___ Texte fourni

Acquiers la sagesse

« Acquiers la sagesse, acquiers l’intelligence » (Pr 4, 5), tel est le commandement que l’Ecriture adresse à chacun d’entre nous ce matin. Cet appel à rechercher et à acquérir la sagesse est rappelé, ruminé, mis en question, réinterprété et maintenu dans toute l’Ecriture, tant dans l’Ancien Testament (en particulier dans le livre des Proverbes, dans certains Psaumes, dans le livre de Job et celui de l’Ecclésiaste) que dans le Nouveau Testament où les apôtres dans les épîtres affirment que nous devons grandir dans la sagesse que Dieu nous donne en Christ par son esprit. Ainsi l’apôtre écrit aux Colossiens (nous y reviendrons) : Que la parole du Christ habite pleinement en vous et vous enrichisse de toute sagesse (Col 3, 16). Le Christ lui-même fut plein de sagesse : dès son enfance, l’Evangile dit de lui qu’il était rempli de sagesse (Luc 2, 40) et puis durant son ministère, sa sagesse étonnait ses contemporains comme le souligne Matthieu : Jésus se rendit dans sa patrie et se mit à enseigner dans leur synagogue, de telle sorte que [les Juifs de Nazareth, ses compatriotes] étaient étonnés et disaient : D’où lui vien[t] cette sagesse ? (Mt 13, 54-54).

La sagesse n’est donc ni l’apanage des peuples du monde – on parle de sagesse de l’Inde, de la Chine, d’Amérique etc. – ni de la philosophie humaine – qui est l’amour de sagesse. Non il y a une sagesse provenant de Dieu, une sagesse propre à la foi, et cette sagesse fait partie de notre patrimoine spirituel, de l’héritage que Dieu nous accorde en Christ et que nous devons donc chercher à posséder, à « acquérir » comme dit notre texte, à vivre.

______
___ Données

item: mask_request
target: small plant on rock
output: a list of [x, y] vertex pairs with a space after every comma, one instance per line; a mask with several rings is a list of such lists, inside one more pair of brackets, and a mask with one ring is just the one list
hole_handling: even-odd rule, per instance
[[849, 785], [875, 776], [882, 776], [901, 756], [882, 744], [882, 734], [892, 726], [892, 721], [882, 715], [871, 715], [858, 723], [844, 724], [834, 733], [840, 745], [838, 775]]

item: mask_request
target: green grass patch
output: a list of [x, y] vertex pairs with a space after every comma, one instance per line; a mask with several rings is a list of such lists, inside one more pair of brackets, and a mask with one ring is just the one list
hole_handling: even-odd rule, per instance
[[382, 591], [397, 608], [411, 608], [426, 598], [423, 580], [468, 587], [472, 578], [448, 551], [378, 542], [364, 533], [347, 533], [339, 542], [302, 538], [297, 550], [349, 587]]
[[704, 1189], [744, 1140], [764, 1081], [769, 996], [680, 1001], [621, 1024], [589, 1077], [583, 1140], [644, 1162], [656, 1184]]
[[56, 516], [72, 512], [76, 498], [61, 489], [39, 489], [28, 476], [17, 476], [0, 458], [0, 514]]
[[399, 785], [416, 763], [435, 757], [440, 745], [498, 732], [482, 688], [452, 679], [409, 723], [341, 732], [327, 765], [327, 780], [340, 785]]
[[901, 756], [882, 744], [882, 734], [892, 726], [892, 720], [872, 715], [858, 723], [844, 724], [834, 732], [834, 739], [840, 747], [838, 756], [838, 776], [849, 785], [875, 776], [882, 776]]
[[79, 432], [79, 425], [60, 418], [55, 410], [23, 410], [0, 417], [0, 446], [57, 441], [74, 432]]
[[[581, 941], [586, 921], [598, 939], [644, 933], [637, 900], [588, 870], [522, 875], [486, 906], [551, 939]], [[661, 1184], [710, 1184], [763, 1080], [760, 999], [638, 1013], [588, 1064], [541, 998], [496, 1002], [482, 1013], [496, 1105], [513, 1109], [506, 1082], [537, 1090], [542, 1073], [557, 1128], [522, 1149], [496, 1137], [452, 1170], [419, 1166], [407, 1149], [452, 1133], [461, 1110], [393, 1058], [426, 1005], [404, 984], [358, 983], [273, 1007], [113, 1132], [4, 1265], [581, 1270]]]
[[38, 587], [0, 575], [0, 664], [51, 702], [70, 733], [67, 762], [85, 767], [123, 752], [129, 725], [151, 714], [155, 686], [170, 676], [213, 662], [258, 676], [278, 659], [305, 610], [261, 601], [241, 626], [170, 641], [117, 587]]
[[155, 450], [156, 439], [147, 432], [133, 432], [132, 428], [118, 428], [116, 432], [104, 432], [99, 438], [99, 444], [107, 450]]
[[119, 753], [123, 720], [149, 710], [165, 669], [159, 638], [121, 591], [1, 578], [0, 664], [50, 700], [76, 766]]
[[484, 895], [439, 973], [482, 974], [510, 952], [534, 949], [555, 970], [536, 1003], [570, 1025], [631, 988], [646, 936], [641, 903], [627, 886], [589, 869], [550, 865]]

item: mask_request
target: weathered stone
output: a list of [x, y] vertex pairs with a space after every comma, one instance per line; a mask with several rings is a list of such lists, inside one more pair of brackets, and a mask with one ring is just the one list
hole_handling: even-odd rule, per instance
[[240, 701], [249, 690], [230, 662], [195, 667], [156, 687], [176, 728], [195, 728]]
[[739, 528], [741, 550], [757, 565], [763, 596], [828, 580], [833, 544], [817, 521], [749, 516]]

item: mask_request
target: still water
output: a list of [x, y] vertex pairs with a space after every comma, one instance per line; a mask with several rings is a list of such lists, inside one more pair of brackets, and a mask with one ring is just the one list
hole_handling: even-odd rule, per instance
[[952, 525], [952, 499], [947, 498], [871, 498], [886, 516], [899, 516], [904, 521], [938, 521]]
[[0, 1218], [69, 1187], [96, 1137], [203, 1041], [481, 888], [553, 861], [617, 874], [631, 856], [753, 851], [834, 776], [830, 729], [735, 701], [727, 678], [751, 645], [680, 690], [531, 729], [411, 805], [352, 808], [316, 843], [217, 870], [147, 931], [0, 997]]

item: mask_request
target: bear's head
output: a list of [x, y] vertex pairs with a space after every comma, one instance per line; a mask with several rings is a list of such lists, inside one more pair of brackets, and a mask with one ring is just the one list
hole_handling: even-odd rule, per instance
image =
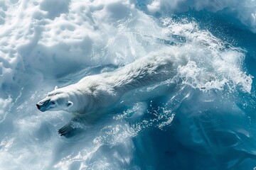
[[48, 94], [47, 96], [36, 103], [41, 111], [68, 110], [73, 106], [68, 93], [60, 89], [55, 89]]

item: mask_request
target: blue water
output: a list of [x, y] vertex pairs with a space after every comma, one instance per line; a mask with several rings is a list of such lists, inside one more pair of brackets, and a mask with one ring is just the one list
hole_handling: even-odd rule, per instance
[[[38, 42], [17, 48], [23, 64], [13, 69], [24, 81], [2, 80], [0, 96], [13, 100], [0, 118], [0, 169], [256, 168], [256, 33], [229, 8], [174, 12], [166, 7], [152, 13], [149, 1], [134, 4], [150, 24], [137, 26], [140, 16], [131, 9], [117, 23], [106, 21], [118, 31], [106, 30], [113, 38], [106, 44], [100, 38], [92, 40], [95, 47], [85, 42], [90, 50], [65, 54], [62, 49], [73, 42], [48, 47]], [[189, 55], [190, 65], [169, 81], [128, 92], [95, 125], [81, 120], [70, 137], [60, 137], [58, 130], [72, 116], [36, 110], [36, 102], [55, 85], [115, 70], [164, 47]], [[95, 61], [80, 58], [87, 51], [86, 57]], [[65, 56], [70, 54], [73, 58]]]

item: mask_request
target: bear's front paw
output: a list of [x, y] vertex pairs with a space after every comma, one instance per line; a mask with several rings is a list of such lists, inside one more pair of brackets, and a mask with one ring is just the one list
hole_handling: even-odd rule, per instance
[[60, 135], [60, 136], [65, 136], [67, 137], [68, 135], [70, 134], [72, 128], [70, 126], [70, 123], [68, 123], [59, 129], [58, 130], [58, 132]]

______

Répondez, s'il vous plaît, à ces questions sur le texte consacré à la sagesse :
(a) Quelle référence de l'Évangile selon Luc est donnée pour dire que le Christ était rempli de sagesse dès son enfance ?
(b) À qui l'apôtre écrit-il « Que la parole du Christ habite pleinement en vous et vous enrichisse de toute sagesse » ?
(c) Comment le texte définit-il la philosophie humaine ?
Ces données ne sont pas nécessaires ici.

Bonne réponse
(a) Luc 2, 40.
(b) Aux Colossiens.
(c) Comme l'amour de sagesse.